(Record extracts)

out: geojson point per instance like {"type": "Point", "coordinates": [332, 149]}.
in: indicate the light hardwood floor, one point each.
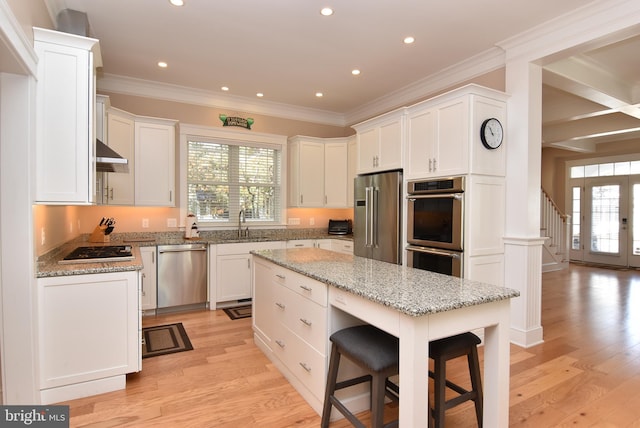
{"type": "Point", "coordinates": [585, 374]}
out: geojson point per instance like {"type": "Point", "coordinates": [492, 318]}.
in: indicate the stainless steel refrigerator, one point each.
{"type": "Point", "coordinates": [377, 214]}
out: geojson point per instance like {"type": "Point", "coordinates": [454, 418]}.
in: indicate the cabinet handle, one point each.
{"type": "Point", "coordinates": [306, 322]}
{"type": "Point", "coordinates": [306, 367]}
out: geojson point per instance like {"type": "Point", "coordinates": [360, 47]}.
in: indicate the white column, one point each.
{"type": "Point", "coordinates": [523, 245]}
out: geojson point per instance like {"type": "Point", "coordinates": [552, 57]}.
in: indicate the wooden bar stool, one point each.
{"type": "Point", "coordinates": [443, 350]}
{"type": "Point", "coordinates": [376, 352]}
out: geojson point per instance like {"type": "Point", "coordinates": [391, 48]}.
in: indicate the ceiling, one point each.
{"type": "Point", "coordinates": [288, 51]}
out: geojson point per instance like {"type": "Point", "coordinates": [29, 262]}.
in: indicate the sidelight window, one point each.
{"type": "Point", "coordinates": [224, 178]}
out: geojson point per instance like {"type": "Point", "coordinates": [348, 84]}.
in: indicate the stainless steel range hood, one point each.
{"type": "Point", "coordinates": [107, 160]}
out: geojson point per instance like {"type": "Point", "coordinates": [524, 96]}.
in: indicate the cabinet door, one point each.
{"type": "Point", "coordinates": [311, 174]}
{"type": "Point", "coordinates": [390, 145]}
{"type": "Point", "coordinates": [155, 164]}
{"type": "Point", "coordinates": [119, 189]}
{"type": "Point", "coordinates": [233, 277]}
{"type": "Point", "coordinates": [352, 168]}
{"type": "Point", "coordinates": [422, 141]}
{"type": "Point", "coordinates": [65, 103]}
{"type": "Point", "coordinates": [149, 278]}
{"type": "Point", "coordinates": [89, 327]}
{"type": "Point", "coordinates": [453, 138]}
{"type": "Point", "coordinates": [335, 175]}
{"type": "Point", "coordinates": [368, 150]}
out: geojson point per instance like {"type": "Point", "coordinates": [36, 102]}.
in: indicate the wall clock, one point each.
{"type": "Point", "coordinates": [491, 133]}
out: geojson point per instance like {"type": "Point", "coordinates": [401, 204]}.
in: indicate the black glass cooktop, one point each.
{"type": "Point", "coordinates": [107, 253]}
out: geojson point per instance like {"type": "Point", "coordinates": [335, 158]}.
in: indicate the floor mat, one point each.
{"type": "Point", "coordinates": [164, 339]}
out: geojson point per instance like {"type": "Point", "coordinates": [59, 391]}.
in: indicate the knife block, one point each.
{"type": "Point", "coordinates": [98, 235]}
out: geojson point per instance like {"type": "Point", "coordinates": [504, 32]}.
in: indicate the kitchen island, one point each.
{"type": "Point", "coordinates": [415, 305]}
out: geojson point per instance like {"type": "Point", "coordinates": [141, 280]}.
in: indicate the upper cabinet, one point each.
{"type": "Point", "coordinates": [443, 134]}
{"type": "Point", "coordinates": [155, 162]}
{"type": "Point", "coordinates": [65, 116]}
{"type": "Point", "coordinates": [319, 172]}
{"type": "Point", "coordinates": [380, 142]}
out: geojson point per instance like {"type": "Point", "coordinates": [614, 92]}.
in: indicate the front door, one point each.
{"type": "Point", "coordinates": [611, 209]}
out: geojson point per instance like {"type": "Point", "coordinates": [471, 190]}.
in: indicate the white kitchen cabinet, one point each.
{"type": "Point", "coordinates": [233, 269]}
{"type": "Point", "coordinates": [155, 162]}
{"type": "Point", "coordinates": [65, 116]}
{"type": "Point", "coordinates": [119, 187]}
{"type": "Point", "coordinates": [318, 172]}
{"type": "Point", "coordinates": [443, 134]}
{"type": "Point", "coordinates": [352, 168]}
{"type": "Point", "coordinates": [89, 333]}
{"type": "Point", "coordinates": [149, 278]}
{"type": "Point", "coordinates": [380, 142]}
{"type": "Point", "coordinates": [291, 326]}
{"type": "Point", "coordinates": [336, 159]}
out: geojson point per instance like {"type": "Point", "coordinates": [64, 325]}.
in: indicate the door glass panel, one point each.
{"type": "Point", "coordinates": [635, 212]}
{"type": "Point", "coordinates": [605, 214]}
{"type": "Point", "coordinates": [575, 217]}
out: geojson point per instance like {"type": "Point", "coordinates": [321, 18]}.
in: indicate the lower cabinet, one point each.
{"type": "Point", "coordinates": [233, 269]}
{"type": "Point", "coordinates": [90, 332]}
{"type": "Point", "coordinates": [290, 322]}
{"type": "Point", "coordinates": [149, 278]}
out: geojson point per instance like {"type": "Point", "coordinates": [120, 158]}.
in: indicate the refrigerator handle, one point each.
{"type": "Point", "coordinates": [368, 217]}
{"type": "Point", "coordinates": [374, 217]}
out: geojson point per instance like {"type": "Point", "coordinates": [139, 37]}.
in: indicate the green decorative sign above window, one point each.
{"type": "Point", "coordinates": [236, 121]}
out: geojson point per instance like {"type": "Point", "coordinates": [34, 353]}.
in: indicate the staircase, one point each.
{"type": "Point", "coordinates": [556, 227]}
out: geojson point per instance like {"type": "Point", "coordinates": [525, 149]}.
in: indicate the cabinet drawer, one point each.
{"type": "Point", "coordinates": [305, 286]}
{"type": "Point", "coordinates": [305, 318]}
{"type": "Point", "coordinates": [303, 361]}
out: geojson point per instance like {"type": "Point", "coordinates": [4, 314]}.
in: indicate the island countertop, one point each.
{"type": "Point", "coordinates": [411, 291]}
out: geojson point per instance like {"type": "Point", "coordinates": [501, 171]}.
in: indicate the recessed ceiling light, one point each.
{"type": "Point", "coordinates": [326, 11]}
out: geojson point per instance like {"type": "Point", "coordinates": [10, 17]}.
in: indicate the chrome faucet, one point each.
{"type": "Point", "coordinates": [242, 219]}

(End Record extracts)
(Record extracts)

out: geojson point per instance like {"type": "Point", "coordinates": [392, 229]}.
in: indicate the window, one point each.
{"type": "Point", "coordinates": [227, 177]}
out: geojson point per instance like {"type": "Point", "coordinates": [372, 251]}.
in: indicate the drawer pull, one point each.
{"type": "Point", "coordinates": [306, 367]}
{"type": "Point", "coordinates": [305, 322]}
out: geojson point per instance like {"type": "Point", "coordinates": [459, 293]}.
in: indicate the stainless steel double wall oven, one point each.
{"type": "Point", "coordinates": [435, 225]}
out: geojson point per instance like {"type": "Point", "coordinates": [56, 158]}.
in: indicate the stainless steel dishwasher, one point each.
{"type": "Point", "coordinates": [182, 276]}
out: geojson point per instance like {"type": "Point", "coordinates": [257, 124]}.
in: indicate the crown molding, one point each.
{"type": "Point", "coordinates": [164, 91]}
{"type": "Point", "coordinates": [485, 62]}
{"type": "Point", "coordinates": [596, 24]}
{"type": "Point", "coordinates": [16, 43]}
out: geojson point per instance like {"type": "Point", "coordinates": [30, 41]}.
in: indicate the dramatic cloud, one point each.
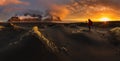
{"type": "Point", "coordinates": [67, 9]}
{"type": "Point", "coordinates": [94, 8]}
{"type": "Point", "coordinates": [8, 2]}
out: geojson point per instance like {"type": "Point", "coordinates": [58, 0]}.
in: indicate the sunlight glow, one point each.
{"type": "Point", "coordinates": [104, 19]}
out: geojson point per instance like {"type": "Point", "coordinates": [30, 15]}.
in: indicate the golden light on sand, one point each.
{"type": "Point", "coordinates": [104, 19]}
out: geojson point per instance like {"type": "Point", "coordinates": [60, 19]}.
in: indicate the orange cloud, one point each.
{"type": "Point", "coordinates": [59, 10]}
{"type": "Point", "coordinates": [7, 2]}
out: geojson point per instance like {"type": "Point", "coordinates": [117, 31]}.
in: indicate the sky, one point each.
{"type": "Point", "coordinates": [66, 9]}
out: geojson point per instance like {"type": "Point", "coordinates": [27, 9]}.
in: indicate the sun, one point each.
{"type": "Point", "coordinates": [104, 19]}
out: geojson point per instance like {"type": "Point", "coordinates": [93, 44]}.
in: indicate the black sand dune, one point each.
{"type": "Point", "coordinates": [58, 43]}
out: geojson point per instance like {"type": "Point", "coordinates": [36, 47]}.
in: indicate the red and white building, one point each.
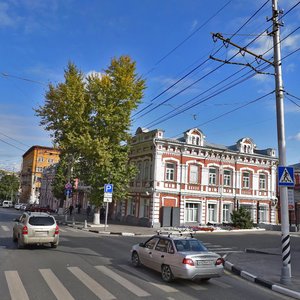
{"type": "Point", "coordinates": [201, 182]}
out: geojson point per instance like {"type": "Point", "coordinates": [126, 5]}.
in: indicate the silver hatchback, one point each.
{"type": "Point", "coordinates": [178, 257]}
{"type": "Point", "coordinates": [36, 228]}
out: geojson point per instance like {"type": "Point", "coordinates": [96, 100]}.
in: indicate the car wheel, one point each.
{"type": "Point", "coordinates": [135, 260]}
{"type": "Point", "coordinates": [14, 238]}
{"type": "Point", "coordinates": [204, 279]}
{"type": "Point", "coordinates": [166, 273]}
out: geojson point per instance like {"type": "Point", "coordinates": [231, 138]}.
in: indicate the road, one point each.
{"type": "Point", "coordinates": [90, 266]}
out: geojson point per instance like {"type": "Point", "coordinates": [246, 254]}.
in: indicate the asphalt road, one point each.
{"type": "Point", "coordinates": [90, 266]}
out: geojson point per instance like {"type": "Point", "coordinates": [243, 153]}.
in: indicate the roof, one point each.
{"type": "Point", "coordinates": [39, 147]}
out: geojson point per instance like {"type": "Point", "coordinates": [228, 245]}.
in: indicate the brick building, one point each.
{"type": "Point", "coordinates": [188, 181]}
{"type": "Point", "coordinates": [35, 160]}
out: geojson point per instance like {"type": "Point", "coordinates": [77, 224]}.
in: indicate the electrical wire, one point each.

(End Record extracts)

## Assignment
Only the lines above from the one with "in: indicate the brick" through the one with "in: indicate the electrical" should be duplicated, character for character.

## Output for this task
in: indicate the brick building, one point each.
{"type": "Point", "coordinates": [188, 181]}
{"type": "Point", "coordinates": [35, 160]}
out: geojson point per instance like {"type": "Point", "coordinates": [77, 224]}.
in: indicate the electrical wire, one point each.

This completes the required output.